SOURCE TEXT –
══════════════════════════════

Re: Resource Consumption increase With TupleTag

Luke Cwik Fri, 21 Aug 2020 10:52:41 -0700

On Thu, Aug 20, 2020 at 12:54 PM Talat Uyarer <tuya...@paloaltonetworks.com>
wrote:


> Hi Lucas,
>
>> Not really. It is more about pipeline complexity, logging, debugging,
>> monitoring which become more complex.
>
> Should I use a different consumer group or should I use the same consumer
> group ?
>
I don't know what you're asking.


> And also How Autoscaling will decide worker count ?
>
> There is some analysis that is done based upon certain metrics to optimize
CPU utilization and throughput.



> What do you mean by it's not working properly?

══════════════════════════════

WRITTEN REQUEST 1 – In the mailing list reply, which two things does the metrics-based analysis for autoscaling aim to optimize?
WRITTEN REQUEST 2 – Retype the part of the mailing list reply that begins at the words "Re: Resource Consumption" and stops after "become more complex.".

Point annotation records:
══════════════════════════════

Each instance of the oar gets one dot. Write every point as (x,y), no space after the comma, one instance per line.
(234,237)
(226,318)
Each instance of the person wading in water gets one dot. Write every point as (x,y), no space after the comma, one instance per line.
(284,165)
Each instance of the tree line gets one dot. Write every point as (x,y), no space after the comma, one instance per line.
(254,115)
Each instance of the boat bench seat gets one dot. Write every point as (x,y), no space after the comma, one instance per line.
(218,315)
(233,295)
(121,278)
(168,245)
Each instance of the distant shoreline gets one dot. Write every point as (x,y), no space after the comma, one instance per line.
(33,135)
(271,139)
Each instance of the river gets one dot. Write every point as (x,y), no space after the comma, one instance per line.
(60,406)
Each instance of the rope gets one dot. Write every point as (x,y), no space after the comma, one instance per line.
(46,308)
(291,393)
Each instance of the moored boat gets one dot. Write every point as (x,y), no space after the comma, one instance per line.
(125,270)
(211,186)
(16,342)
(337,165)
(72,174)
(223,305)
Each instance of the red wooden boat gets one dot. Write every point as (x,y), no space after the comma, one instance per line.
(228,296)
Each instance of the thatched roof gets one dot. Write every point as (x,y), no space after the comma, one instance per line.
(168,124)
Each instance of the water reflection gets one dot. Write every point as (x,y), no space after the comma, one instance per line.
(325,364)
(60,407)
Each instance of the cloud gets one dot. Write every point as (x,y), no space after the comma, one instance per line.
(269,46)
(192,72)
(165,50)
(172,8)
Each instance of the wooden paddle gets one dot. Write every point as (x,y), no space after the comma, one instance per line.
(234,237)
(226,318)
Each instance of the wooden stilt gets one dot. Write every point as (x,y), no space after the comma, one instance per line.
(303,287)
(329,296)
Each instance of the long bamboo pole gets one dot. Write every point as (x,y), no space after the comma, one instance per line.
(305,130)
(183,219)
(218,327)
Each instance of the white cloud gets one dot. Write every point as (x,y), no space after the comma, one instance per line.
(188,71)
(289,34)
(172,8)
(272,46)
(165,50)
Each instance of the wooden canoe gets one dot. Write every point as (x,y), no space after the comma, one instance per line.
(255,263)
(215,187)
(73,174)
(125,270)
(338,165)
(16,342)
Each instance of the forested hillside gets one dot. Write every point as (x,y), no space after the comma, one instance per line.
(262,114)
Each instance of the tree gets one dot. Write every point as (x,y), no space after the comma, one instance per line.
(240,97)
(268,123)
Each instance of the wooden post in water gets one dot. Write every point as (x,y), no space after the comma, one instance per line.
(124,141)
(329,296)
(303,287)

══════════════════════════════

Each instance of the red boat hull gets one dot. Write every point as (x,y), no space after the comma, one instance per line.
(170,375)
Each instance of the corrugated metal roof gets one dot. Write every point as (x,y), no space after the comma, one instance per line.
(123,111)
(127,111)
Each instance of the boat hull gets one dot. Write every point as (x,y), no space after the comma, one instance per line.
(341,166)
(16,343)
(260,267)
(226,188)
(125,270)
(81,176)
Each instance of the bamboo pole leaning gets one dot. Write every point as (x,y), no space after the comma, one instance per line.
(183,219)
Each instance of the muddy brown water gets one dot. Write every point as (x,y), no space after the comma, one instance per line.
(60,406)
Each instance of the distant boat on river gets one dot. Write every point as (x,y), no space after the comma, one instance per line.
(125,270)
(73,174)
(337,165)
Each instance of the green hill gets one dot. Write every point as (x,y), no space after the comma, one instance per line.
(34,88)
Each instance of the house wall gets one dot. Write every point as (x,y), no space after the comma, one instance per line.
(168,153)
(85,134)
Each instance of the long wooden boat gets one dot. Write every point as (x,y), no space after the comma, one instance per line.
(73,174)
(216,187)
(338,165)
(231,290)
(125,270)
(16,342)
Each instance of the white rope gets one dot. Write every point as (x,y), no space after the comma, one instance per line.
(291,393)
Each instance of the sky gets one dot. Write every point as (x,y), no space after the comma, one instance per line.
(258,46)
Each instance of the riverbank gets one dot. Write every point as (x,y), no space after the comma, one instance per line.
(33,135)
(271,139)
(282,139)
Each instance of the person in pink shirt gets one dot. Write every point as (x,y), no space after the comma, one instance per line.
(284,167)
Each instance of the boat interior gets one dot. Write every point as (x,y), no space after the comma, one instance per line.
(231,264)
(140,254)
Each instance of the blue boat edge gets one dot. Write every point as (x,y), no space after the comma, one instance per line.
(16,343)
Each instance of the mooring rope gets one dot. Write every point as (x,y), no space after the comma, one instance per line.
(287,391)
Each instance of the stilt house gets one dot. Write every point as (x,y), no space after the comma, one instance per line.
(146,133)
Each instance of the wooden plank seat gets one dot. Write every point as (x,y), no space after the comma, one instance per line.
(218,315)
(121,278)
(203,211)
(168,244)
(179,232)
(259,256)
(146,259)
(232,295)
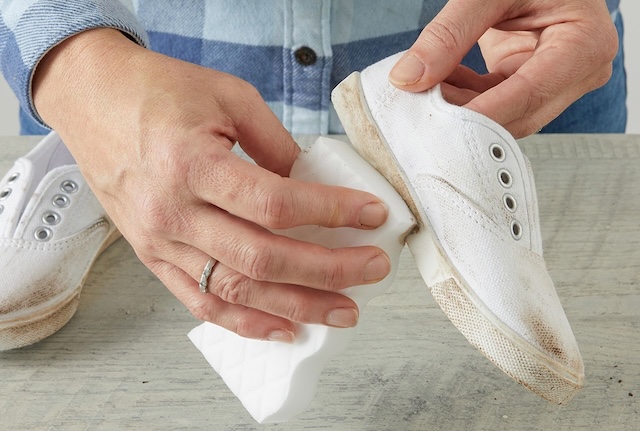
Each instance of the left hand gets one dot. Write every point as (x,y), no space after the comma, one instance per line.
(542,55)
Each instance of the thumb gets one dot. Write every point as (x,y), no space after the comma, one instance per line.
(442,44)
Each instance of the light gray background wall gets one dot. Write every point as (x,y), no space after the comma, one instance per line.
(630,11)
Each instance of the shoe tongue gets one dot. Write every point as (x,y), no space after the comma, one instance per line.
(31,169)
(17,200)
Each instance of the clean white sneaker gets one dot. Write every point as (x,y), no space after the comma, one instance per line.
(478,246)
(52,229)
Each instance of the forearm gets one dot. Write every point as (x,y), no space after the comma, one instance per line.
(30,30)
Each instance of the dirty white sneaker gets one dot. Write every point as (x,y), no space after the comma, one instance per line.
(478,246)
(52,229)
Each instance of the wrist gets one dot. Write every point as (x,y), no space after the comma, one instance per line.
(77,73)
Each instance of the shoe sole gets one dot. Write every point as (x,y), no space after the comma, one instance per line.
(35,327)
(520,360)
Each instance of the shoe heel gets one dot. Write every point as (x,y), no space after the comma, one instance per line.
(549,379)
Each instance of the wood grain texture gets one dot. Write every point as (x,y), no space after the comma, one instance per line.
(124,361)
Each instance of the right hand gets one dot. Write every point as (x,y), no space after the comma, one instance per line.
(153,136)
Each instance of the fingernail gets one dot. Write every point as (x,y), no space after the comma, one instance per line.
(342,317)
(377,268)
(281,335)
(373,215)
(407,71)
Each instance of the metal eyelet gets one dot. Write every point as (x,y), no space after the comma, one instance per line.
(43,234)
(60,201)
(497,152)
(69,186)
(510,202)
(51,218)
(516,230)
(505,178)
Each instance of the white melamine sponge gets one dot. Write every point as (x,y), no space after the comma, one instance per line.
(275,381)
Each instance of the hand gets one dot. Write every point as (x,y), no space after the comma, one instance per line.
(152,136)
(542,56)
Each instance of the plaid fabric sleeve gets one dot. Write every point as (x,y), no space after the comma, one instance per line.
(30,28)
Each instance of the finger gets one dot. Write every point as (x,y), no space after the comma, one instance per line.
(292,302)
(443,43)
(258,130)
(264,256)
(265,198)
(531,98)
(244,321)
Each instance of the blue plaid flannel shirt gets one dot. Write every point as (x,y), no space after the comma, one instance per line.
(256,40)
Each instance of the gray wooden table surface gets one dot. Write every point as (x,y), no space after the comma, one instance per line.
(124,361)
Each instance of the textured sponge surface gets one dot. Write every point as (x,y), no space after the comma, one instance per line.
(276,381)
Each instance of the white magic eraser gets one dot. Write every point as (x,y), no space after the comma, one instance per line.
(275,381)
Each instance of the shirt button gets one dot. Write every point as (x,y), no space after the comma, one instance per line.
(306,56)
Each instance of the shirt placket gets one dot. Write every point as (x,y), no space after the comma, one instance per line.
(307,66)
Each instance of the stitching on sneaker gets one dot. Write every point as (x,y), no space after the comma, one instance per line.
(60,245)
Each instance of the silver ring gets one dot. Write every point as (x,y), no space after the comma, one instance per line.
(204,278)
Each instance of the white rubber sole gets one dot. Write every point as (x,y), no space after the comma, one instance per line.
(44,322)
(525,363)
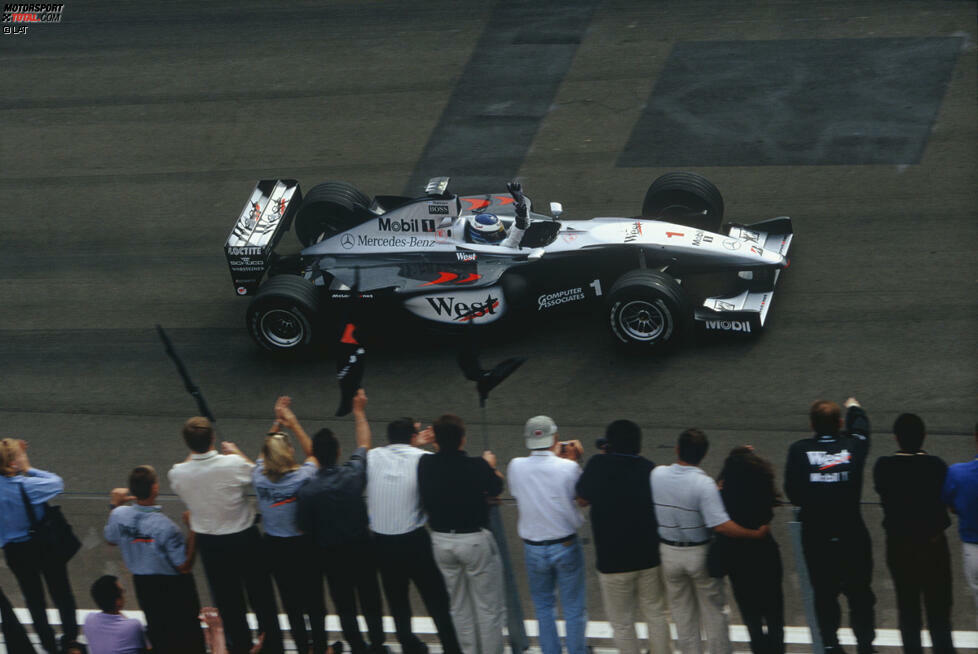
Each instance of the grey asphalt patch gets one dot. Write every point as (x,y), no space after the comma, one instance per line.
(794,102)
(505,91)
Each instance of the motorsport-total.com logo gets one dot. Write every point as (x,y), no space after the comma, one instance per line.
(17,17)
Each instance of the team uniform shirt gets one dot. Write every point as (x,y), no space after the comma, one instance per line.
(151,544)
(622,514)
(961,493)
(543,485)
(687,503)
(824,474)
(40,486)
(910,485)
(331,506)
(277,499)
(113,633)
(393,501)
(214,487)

══════════════════════════════

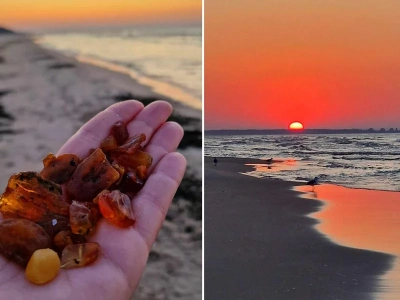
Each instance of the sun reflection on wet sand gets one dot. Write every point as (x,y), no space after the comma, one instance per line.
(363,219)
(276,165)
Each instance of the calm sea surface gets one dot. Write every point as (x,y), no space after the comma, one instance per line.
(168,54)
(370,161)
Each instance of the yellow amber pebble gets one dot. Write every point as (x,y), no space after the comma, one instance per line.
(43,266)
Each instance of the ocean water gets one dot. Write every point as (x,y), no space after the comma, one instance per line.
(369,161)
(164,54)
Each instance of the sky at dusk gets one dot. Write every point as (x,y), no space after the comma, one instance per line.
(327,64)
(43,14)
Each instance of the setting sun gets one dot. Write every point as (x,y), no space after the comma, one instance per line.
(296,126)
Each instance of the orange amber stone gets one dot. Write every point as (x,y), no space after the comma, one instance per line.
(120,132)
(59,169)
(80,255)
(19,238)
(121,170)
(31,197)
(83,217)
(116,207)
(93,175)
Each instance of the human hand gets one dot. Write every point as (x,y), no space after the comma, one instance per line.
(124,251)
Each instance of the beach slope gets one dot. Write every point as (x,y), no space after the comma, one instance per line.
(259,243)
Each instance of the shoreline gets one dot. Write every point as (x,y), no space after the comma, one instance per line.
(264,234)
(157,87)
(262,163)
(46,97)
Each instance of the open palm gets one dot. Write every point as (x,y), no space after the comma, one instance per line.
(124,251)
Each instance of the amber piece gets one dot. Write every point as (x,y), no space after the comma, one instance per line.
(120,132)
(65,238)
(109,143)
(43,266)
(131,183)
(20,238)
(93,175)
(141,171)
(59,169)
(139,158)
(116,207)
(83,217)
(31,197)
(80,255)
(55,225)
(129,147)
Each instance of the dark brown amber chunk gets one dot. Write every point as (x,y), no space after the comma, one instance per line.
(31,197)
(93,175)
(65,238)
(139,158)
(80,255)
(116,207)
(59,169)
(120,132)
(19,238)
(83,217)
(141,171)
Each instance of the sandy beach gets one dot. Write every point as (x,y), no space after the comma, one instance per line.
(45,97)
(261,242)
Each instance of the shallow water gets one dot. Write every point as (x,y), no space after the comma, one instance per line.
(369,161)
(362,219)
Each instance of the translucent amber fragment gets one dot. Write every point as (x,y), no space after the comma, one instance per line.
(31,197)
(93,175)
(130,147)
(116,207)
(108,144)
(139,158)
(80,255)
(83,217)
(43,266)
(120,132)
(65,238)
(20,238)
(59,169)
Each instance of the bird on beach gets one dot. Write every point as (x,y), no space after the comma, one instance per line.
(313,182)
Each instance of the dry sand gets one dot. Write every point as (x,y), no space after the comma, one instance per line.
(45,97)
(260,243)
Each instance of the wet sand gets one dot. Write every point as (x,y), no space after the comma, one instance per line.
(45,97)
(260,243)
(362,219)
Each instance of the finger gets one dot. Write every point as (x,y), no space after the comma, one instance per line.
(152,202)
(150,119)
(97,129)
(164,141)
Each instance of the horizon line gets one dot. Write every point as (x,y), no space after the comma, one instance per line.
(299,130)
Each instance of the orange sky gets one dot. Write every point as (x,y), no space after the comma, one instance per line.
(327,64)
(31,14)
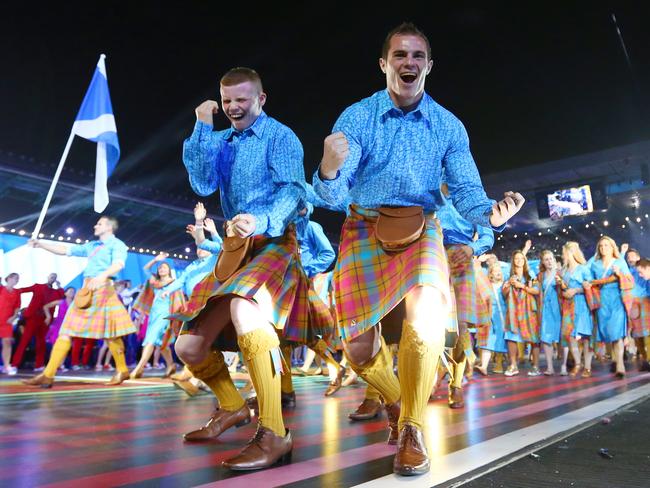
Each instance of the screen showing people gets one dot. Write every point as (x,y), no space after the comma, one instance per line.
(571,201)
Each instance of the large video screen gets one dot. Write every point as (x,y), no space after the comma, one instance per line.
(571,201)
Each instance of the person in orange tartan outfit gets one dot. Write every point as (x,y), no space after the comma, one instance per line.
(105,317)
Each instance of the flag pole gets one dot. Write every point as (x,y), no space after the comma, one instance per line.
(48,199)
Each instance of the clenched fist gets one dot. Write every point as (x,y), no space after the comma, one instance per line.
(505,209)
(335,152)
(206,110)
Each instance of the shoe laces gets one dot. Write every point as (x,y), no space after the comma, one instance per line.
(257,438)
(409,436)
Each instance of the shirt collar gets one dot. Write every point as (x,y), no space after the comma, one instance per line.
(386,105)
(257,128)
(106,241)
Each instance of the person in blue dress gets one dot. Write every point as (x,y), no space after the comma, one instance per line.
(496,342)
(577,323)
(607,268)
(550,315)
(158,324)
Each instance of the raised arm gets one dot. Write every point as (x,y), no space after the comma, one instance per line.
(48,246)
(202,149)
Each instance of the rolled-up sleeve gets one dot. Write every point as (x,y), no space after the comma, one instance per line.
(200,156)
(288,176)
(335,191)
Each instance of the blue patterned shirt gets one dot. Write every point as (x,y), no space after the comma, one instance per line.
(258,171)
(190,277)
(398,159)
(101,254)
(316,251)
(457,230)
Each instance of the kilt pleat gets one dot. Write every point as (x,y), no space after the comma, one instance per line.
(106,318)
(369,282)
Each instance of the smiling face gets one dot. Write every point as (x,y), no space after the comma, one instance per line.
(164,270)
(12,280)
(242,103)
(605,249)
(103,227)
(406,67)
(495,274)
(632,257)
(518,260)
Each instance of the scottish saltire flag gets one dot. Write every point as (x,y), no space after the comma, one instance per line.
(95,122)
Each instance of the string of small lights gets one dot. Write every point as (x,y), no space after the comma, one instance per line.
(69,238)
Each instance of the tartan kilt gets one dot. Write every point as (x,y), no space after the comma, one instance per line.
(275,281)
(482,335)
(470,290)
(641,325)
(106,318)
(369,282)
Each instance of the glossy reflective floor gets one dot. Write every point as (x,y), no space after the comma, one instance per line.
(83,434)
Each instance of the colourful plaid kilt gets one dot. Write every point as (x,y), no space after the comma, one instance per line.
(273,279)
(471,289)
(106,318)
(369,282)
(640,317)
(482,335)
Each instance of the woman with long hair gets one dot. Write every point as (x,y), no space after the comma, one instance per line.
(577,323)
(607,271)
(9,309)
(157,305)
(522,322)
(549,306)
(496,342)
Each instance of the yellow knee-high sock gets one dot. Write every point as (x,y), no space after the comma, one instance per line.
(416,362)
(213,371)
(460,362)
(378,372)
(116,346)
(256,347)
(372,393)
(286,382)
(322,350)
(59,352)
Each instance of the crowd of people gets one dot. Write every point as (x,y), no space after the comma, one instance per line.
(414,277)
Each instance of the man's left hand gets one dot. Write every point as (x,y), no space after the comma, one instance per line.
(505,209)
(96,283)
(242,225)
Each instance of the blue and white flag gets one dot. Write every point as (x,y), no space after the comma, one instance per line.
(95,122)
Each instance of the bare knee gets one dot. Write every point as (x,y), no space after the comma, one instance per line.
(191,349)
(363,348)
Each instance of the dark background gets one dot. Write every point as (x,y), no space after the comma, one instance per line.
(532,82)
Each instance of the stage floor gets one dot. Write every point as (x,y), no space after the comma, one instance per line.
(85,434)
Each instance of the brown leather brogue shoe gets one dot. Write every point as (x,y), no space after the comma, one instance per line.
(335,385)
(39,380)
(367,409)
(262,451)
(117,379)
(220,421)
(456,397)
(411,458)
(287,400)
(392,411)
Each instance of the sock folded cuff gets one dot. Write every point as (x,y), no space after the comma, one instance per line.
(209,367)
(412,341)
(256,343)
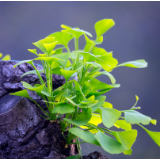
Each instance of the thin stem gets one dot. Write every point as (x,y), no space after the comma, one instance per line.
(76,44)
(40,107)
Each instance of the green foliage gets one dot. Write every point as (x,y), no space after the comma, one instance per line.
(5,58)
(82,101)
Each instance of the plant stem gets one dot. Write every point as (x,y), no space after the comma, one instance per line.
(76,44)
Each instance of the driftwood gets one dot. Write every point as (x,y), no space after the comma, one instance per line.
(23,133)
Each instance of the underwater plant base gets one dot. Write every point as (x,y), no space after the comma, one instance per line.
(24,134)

══════════════════════════════

FULL OUTPUT 1 – CPU utilization and throughput.

FULL OUTPUT 2 –
Re: Resource Consumption increase With TupleTag

Luke Cwik Fri, 21 Aug 2020 10:52:41 -0700

On Thu, Aug 20, 2020 at 12:54 PM Talat Uyarer <tuya...@paloaltonetworks.com>
wrote:


> Hi Lucas,
>
>> Not really. It is more about pipeline complexity, logging, debugging,
>> monitoring which become more complex.